== Data lines

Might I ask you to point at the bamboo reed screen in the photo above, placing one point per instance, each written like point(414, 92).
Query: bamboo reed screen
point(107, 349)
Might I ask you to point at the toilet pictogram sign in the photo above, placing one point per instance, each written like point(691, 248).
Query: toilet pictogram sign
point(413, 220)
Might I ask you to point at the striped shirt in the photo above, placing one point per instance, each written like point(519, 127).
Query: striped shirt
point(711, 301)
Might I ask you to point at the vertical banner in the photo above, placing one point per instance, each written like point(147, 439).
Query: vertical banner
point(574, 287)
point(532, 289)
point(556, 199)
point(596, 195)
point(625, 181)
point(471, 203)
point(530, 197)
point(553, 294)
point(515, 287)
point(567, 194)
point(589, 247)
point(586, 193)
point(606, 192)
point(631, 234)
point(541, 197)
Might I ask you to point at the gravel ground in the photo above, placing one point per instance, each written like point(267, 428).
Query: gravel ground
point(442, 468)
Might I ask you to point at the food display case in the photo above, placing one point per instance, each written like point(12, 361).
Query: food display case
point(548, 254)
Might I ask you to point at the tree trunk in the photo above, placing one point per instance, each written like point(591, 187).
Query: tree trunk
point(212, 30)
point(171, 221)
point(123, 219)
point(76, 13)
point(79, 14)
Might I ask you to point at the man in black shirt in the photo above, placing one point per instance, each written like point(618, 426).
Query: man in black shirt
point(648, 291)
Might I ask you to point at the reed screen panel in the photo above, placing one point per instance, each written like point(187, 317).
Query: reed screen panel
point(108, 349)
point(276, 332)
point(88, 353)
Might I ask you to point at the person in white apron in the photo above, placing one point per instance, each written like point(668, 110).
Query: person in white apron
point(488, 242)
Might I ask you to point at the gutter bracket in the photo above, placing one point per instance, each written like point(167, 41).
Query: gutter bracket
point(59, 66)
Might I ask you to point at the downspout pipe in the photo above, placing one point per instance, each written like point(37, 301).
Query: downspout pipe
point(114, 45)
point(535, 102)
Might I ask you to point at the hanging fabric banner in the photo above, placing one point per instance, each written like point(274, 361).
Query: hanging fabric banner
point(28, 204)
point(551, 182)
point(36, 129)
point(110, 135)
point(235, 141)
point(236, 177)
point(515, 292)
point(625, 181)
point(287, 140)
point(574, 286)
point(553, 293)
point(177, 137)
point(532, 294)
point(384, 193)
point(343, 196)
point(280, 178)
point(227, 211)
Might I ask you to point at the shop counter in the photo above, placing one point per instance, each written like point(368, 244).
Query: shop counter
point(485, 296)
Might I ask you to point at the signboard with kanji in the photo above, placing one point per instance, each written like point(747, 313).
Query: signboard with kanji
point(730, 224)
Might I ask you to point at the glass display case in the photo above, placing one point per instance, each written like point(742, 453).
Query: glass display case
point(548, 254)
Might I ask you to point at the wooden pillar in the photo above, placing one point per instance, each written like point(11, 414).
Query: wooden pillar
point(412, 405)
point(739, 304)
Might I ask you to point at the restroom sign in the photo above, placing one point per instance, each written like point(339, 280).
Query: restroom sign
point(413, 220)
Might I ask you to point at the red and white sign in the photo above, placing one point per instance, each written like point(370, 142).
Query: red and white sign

====

[Short exercise]:
Rewrite every one of the entries above, substituting "Please" for each occurrence of "Might I ask you to" and keeping all other text unchanged.

[Response to this task]:
Please point at the bamboo reed screen in the photo above, placing one point per instance, each written like point(414, 92).
Query: bamboo reed screen
point(107, 349)
Please point at the toilet pictogram sign in the photo above, placing one point per instance, each written like point(691, 248).
Query: toilet pictogram sign
point(413, 220)
Please point at the striped shirt in the photo above, placing one point per instance, each written like point(519, 127).
Query: striped shirt
point(711, 301)
Please point at the vertical banner in the photo above, placing one point per instance, each written like point(147, 439).
Query: vertical banner
point(574, 287)
point(532, 289)
point(556, 199)
point(596, 195)
point(625, 181)
point(471, 203)
point(530, 197)
point(553, 294)
point(515, 287)
point(567, 194)
point(589, 247)
point(586, 193)
point(606, 192)
point(631, 234)
point(541, 197)
Please point at the gravel ground in the photo above, placing one point per instance, each written like point(267, 428).
Query: gravel ground
point(442, 468)
Please point at the food display case in the photo above, placing one point per instance, each written like point(12, 361).
Query: food display case
point(548, 254)
Please point at the tree trunk in the photo above, placing one point per instance, each written like point(591, 187).
Query: tree trunk
point(212, 30)
point(171, 221)
point(123, 219)
point(76, 13)
point(79, 14)
Please point at the man in black shirt in the photo above, placing one point per instance, each written like point(618, 426).
Query: man in black shirt
point(648, 291)
Please point at the reed screen panel in the photo above, placing one point per instance, each written like point(187, 317).
Query: reed screen panel
point(108, 349)
point(276, 332)
point(88, 353)
Please point at the person in white apron in the photo above, placing one point per instance, each written like point(668, 110).
Query: person in white apron
point(488, 242)
Please point at the gutter bracket in the photo above, placing one point per instance, each written like point(167, 41).
Query: gutter bracket
point(59, 66)
Please point at the downspout pipe in the photo above, placing one point per instance, each written like point(37, 301).
Query: downspout pipe
point(114, 45)
point(535, 102)
Please point at the hanging fabric banner in the photo above, placing one point per instance, each written like point(274, 361).
Query: hanging fabric banner
point(28, 204)
point(551, 182)
point(36, 129)
point(110, 135)
point(235, 141)
point(236, 177)
point(515, 292)
point(625, 181)
point(287, 140)
point(574, 286)
point(553, 293)
point(177, 137)
point(532, 294)
point(384, 193)
point(343, 196)
point(280, 178)
point(227, 211)
Please point at the shop counter in the photo above, placing one point per instance, each written like point(368, 244).
Query: shop counter
point(485, 296)
Please point at the signboard with kanji in the photo above, placing one point per instance, each written like point(747, 313).
Query: signboard with kanji
point(730, 224)
Please point at the glass display case in the photo above, placing one point per instance, each written like point(742, 453).
Query: glass display case
point(548, 254)
Please point at the wooden pillar in the photo above, placing one point per instance, each written like point(11, 414).
Query: wooden pillar
point(412, 405)
point(739, 304)
Please point at the restroom sign in the photo above, placing one point per instance, each written like point(339, 280).
Query: restroom sign
point(413, 220)
Please point at the red and white sign in the photo above, placing one point per instance, each written like point(370, 142).
Query: red and white sign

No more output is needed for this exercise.